_Written instruction 1:_
Using the Cubase passage, answer each question in a line marked (a), (b) or (c).
(a) In the passage, a fast dual core or quad core can outperform a very expensive octacore on what kind of task?
(b) How many partitions does the writer have on each drive?
(c) Which three things does the writer assume are kept on separate drives?

So pick your tradeoffs wisely. A lightning fast dual core or quad core can in practice outperform a very expensive octacore when it comes to low-latency tasks like realtime audio processing.
Cubase automatically assigns different processes to different cores, as far as I know there is no way to do this manually. But if you can, I doubt you’d be able to do this better than what Cubase does.
When is a partition necessary:
I personally only have single partitions on each drive. However, if you’re running Cubase on a computer that’s also used for other things, you could decide to split a harddrive into 2 partitions, and installing your OS on both. That allows you to boot to your ‘regular’ computer which has all your programs etc available, and when you need it you can boot to your 2nd partition where you installed just cubase. That way you have a much cleaner environment which can improve your performance. How much of a difference that makes depends entirely on how much junk you have on your computer 
I am assuming you are still putting the OS, projects and samples on separate drives, as not doing that will likely lead to some hiccups, and unworkable if there is too much going on.

Saved data entries
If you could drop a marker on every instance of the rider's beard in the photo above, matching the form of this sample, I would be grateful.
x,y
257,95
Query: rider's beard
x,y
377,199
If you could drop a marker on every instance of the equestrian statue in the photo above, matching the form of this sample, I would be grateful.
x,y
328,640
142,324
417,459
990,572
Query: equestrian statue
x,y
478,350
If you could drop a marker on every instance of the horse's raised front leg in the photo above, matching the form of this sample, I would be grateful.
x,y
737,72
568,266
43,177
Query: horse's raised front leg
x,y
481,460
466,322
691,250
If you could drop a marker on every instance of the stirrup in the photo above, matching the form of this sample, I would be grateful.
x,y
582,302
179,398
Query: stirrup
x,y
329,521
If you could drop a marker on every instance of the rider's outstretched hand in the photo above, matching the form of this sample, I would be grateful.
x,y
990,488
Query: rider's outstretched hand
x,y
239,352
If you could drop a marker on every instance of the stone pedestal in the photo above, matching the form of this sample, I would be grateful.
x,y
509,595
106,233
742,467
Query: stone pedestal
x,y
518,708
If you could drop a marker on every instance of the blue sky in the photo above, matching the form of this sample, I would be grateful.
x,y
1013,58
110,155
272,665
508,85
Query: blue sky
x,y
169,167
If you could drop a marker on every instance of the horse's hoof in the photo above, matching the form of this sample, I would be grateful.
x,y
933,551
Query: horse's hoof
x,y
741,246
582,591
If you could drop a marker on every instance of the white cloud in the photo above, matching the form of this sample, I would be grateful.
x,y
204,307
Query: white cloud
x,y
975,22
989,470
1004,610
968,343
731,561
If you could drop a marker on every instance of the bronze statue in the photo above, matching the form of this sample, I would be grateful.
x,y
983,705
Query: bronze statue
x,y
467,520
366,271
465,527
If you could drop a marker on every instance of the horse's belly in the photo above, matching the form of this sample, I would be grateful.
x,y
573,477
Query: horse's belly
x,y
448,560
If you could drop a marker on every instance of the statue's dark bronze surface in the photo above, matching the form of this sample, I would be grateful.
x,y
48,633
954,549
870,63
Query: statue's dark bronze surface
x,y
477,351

_Written instruction 2:_ Filter the listing above, copying every line that contains the string "Query". Case counts.

_Exercise output 1:_
(a) Low-latency tasks like realtime audio processing.
(b) A single partition on each drive.
(c) The OS, projects and samples.

_Exercise output 2:_
Query: rider's beard
Query: equestrian statue
Query: horse's raised front leg
Query: stirrup
Query: rider's outstretched hand
Query: stone pedestal
Query: blue sky
Query: horse's hoof
Query: white cloud
Query: bronze statue
Query: horse's belly
Query: statue's dark bronze surface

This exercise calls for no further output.